◆ ACTIVITY: Beginning with the line that contains "Place one point on every instance of the light-colored", output each line below exactly through the last one, both included, and nothing else.

[Referring expression data]
####
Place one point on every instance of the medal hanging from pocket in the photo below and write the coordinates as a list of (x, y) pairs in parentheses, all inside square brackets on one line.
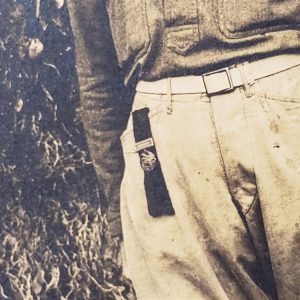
[(158, 198)]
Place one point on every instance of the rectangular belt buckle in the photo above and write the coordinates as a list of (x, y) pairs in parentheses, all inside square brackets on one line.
[(217, 82), (144, 144)]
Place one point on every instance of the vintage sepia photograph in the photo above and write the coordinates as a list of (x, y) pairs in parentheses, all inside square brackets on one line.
[(150, 150)]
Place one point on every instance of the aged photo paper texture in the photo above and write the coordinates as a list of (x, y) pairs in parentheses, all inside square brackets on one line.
[(150, 149)]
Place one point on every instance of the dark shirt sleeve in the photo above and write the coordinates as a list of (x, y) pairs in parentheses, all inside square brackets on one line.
[(102, 98)]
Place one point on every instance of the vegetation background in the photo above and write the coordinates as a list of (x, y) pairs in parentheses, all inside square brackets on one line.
[(54, 242)]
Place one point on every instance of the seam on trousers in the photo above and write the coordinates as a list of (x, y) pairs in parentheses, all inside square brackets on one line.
[(220, 152), (137, 236), (243, 99)]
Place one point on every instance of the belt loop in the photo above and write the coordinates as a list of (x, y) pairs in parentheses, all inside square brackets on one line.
[(169, 97), (247, 82)]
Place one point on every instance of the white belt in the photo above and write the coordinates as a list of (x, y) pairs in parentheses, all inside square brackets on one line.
[(222, 80)]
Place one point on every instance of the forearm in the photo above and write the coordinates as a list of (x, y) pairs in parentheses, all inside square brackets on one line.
[(103, 111)]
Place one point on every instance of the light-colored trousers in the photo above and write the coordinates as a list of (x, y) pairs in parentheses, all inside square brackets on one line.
[(231, 163)]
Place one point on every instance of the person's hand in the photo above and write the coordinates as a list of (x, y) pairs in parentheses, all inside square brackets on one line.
####
◆ RESULT OF THE EXERCISE:
Place one point on every instance of the light-colored trousers in the photo above and write the coordinates as a list of (x, y) pairs in parentheses, all inside square brackets on one line.
[(231, 163)]
Place one point on every instance of the person's hand in the photo above and write the coordinates as a list of (x, y) pairs in parentheses, all inside square brackets on one line.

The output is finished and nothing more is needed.